DATA FOR THE TASK start
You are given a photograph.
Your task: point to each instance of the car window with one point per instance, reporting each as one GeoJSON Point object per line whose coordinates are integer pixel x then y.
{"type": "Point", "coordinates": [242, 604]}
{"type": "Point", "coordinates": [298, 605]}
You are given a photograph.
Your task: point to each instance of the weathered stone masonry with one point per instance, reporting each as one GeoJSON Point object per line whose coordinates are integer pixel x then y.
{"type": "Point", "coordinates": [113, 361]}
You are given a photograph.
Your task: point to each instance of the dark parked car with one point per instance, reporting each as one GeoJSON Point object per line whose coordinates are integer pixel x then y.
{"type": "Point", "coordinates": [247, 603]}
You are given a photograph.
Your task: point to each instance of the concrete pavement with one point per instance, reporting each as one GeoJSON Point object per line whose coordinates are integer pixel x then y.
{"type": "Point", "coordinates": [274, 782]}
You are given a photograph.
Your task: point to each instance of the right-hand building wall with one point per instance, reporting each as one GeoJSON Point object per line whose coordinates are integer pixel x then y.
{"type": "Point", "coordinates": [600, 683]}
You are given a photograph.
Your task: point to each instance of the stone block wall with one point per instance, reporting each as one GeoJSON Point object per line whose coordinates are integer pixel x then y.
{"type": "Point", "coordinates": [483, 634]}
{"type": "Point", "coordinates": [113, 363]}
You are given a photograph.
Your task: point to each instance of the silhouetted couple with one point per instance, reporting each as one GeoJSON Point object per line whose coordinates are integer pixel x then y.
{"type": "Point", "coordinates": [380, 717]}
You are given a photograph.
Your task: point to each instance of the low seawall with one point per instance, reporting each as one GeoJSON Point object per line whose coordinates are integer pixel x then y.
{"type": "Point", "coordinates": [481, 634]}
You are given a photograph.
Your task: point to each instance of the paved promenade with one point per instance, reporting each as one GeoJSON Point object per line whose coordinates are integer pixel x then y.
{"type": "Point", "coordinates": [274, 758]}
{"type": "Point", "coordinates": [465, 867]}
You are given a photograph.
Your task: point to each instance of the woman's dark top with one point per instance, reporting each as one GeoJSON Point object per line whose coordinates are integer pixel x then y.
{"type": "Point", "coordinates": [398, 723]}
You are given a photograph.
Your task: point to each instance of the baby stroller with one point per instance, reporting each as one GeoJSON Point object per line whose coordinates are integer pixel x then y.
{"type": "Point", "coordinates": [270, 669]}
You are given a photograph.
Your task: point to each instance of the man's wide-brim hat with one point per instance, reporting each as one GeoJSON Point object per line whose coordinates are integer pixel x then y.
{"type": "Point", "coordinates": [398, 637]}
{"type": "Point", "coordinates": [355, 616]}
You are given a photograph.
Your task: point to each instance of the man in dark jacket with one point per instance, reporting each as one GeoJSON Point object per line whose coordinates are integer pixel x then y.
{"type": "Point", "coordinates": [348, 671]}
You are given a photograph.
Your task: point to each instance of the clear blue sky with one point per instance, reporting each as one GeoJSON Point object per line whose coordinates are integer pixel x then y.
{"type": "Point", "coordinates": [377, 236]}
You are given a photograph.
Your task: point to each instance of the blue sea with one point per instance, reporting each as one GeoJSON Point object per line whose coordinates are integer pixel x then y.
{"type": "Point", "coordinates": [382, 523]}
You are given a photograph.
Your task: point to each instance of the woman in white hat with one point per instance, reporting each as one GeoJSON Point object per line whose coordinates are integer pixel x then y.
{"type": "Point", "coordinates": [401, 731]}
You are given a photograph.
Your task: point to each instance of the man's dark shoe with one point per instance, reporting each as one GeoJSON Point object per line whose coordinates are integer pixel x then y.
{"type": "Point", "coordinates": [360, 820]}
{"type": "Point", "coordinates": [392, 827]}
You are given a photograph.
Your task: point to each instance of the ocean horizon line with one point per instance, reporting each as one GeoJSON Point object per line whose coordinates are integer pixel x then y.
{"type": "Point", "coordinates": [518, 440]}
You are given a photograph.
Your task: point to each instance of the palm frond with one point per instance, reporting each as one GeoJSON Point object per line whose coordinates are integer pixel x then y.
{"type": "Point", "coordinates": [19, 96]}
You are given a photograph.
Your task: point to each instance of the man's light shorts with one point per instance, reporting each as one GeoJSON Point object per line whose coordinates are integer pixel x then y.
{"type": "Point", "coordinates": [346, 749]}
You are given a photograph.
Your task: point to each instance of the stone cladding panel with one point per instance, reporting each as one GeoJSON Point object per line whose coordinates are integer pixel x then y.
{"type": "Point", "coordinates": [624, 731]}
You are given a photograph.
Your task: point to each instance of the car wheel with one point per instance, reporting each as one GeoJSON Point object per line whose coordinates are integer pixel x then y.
DATA FOR THE TASK end
DATA FOR THE TASK start
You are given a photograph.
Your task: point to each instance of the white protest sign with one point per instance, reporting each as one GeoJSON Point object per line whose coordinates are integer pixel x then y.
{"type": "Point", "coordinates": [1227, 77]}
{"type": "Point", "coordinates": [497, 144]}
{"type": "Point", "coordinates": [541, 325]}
DATA FOR THE TASK end
## [WHAT IS ASKED]
Pick out every line in the records above that contains the word "woman", and copy each of those lines.

## [ANSWER]
Your task: point to each instance of the woman's dark top with one point per instance, reporting each as one GeoJSON Point object per line whose coordinates are integer pixel x then y.
Your task: point to each instance of the woman in white hat with one point per instance, reporting each as one GeoJSON Point object per line whose coordinates are integer pixel x then y.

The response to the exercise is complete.